▸ What you should do
Reproduce the rows between the line holding "Find the grass;" and the line holding "POLYGON ((427 336, 427", inclusive, replacing "instance" with "object" and leaving everything else unchanged.

[Segmentation labeling items]
○ ○ ○ ○ ○ ○ ○

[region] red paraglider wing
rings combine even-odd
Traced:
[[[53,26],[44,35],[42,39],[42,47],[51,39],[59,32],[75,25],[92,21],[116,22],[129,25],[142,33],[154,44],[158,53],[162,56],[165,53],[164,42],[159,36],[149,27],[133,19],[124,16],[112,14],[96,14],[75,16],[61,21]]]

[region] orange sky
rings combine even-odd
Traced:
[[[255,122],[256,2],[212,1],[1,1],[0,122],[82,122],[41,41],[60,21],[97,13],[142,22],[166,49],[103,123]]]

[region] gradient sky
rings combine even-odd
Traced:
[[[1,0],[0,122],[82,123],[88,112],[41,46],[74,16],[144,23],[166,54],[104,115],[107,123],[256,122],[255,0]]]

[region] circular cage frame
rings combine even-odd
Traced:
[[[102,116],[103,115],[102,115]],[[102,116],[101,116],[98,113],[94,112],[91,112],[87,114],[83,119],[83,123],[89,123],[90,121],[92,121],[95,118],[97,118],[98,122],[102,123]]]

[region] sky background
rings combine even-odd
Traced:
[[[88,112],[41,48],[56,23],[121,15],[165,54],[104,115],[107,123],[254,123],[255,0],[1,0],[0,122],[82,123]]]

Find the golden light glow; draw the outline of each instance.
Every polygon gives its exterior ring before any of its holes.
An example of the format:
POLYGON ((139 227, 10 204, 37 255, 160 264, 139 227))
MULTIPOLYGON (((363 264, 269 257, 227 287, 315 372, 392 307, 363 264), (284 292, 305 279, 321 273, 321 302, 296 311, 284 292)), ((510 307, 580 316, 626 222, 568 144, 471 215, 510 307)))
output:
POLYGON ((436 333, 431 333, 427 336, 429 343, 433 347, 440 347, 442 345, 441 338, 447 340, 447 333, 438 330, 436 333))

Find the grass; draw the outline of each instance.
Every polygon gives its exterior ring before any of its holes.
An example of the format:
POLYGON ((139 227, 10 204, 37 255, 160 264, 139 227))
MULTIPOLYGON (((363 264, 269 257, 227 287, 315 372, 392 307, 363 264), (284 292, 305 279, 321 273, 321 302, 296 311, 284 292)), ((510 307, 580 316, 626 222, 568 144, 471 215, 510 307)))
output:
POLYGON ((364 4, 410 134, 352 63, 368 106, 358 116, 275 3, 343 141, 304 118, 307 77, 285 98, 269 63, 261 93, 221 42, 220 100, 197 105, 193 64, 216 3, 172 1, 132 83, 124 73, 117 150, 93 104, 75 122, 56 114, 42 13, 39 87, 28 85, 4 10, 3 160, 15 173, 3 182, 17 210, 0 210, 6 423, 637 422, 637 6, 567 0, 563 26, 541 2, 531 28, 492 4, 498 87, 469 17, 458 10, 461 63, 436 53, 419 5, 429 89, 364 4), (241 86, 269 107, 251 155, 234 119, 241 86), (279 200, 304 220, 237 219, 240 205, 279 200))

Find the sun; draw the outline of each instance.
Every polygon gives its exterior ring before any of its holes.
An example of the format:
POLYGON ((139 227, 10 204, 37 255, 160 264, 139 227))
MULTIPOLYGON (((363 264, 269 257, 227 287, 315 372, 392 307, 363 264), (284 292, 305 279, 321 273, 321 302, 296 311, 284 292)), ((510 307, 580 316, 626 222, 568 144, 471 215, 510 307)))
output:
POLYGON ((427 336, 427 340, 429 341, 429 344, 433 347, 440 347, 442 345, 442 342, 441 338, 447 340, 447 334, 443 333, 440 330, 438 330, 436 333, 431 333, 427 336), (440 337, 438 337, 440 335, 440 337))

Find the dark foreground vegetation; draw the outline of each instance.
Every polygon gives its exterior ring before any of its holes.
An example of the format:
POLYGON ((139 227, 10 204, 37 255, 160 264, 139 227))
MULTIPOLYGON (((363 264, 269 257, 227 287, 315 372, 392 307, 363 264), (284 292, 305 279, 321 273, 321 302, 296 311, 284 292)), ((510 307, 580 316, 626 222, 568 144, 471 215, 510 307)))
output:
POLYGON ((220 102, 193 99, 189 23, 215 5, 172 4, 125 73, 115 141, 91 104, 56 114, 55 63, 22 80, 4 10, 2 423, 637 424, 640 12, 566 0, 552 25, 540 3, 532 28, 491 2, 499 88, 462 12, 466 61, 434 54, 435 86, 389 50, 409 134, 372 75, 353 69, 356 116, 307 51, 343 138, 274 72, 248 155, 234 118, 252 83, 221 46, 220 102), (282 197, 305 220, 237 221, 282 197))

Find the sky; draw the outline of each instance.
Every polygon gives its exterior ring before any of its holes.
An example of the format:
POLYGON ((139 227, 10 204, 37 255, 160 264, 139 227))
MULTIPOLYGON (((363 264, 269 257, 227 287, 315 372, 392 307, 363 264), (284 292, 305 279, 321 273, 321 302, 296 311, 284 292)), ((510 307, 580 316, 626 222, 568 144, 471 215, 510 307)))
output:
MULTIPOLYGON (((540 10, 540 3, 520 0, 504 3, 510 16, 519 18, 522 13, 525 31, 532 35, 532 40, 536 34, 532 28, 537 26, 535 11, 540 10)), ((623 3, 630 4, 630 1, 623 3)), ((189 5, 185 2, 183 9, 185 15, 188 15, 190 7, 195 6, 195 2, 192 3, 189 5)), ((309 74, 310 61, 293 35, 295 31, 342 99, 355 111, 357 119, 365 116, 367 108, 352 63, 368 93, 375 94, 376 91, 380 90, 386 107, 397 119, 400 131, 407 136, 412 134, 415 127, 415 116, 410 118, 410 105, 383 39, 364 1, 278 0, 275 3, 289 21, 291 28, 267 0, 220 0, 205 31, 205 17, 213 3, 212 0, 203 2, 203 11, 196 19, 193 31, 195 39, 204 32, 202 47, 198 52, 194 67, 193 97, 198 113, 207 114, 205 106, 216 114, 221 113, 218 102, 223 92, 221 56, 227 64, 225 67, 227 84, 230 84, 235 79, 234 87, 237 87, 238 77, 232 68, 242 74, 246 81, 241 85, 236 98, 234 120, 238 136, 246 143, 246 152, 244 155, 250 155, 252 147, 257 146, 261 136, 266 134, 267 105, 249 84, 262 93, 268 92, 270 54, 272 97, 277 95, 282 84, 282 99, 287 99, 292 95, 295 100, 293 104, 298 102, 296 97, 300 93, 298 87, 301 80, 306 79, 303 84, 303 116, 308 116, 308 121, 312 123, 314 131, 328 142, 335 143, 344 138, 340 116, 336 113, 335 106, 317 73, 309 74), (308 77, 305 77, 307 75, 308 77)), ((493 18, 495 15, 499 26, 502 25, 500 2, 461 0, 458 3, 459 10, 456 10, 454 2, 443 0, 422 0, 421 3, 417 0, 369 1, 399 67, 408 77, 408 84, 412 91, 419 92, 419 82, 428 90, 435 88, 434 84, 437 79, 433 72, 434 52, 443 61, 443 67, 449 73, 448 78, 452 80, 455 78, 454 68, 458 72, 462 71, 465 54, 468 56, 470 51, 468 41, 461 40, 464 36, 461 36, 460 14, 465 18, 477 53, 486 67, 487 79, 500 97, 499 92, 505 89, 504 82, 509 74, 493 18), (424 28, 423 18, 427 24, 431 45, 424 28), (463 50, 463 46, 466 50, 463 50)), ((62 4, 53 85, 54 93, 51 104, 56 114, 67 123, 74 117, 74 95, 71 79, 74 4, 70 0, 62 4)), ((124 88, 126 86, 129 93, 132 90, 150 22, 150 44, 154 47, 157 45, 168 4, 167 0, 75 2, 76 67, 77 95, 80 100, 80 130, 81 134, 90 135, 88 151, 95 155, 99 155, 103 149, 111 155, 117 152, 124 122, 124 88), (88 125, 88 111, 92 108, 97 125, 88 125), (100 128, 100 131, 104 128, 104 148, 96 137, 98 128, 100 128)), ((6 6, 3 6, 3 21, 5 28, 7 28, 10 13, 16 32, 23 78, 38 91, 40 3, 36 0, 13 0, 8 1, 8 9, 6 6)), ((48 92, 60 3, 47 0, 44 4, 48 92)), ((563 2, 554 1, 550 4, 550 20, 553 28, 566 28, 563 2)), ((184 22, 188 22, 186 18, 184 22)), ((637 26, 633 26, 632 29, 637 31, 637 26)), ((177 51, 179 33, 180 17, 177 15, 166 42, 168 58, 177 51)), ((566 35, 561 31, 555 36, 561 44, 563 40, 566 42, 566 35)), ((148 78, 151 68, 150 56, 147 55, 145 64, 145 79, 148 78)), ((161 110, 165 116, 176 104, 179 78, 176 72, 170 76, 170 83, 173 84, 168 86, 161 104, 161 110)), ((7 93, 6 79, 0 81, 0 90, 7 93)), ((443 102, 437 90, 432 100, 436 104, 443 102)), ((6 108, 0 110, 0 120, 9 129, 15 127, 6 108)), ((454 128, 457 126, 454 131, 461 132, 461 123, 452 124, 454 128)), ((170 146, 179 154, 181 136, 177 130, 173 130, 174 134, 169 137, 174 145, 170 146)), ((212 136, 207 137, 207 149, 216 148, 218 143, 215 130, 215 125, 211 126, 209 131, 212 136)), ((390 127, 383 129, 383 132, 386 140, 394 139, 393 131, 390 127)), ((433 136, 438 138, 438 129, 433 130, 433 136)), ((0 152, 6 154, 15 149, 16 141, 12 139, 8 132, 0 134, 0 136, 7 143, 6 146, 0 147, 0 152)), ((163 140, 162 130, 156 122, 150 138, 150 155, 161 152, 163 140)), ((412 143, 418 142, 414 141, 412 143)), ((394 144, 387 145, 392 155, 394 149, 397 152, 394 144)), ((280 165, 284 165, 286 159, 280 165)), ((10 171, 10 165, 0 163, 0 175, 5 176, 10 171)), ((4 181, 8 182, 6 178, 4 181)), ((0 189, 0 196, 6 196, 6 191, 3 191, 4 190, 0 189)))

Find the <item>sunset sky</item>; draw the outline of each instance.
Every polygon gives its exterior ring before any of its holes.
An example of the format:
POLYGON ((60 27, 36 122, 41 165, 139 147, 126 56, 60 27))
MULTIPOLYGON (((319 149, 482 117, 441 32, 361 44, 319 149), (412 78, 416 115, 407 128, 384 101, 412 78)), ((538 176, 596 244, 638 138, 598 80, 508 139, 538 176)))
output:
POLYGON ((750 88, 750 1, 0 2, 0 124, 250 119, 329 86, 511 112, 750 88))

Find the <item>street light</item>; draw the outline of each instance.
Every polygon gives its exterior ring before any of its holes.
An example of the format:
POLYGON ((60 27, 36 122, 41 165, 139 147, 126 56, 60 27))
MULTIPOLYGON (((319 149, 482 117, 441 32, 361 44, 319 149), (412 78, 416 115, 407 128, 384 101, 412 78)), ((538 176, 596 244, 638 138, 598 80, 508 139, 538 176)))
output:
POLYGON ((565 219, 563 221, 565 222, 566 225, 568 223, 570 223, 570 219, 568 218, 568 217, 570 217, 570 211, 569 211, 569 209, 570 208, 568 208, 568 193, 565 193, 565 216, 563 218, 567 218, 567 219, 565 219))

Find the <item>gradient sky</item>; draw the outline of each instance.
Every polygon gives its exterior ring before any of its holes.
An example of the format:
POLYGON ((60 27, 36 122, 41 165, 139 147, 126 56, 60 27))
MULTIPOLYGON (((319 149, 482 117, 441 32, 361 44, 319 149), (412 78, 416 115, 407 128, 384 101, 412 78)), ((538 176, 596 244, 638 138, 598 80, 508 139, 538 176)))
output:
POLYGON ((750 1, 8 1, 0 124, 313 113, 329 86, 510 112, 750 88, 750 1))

○ ○ ○ ○ ○ ○ ○

▸ Solution to this exercise
Find the grass; draw the outline of each object.
Every polygon gives its exterior ring before any of its holes.
An example of the format:
POLYGON ((139 227, 10 204, 37 255, 160 264, 139 227))
MULTIPOLYGON (((363 264, 269 257, 227 287, 315 372, 392 307, 363 264), (284 292, 305 279, 321 273, 321 302, 296 311, 284 292)), ((510 307, 580 316, 626 222, 568 144, 471 215, 510 307)))
output:
POLYGON ((364 4, 410 134, 352 63, 368 106, 358 116, 275 3, 343 141, 304 118, 307 77, 285 98, 269 63, 261 93, 221 42, 220 100, 197 105, 193 64, 216 3, 172 1, 132 83, 124 73, 117 150, 93 104, 75 122, 56 114, 42 13, 39 87, 28 85, 4 10, 3 160, 15 173, 3 182, 17 210, 0 210, 6 423, 637 422, 637 6, 567 0, 563 26, 541 2, 531 28, 492 4, 498 87, 469 17, 458 10, 461 63, 436 53, 419 5, 429 89, 364 4), (241 86, 269 107, 251 155, 234 119, 241 86), (279 200, 304 220, 237 219, 240 205, 279 200))

Find the sun; draw the outline of each object.
Every polygon gives its exterior ring before any of its holes.
An example of the format:
POLYGON ((139 227, 10 204, 37 255, 160 264, 139 227))
MULTIPOLYGON (((363 264, 269 257, 227 287, 315 372, 392 307, 363 264), (284 292, 305 279, 321 273, 321 302, 296 311, 284 292)), ((510 307, 580 316, 626 222, 568 144, 471 215, 510 307)))
output:
POLYGON ((427 336, 427 340, 429 341, 429 344, 433 347, 440 347, 442 345, 442 342, 441 338, 447 340, 447 334, 443 333, 440 330, 438 330, 436 333, 431 333, 427 336), (440 337, 438 337, 440 335, 440 337))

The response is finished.